- _DATA TO PROCESS_
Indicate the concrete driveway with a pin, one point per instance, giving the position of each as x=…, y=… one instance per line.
---
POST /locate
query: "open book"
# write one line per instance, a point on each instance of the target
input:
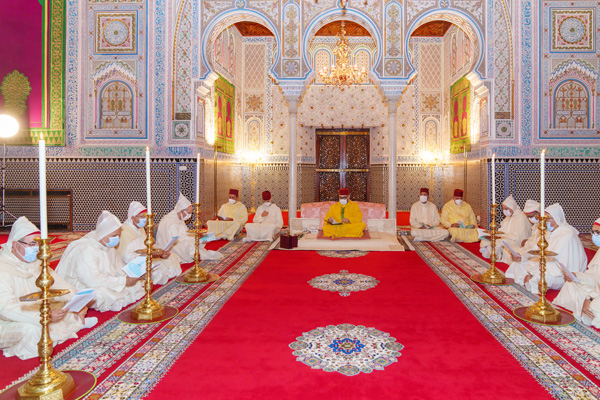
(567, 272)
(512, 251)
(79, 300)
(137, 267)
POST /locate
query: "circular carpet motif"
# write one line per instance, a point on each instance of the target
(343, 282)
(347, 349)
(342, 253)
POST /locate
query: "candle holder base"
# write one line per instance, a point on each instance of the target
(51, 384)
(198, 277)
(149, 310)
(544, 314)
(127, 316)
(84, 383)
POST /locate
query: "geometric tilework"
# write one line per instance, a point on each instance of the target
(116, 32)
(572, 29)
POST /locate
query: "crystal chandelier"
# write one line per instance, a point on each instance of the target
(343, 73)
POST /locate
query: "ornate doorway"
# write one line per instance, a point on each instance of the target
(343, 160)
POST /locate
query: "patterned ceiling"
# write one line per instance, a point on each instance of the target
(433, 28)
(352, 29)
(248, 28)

- _WHAT YOU NEED TO DO_
Count the lines of the data above that contain the string "query", treating uppercase and lowercase letters as different, and reply with only that number.

- _RESULT OF THE EXERCISE_
7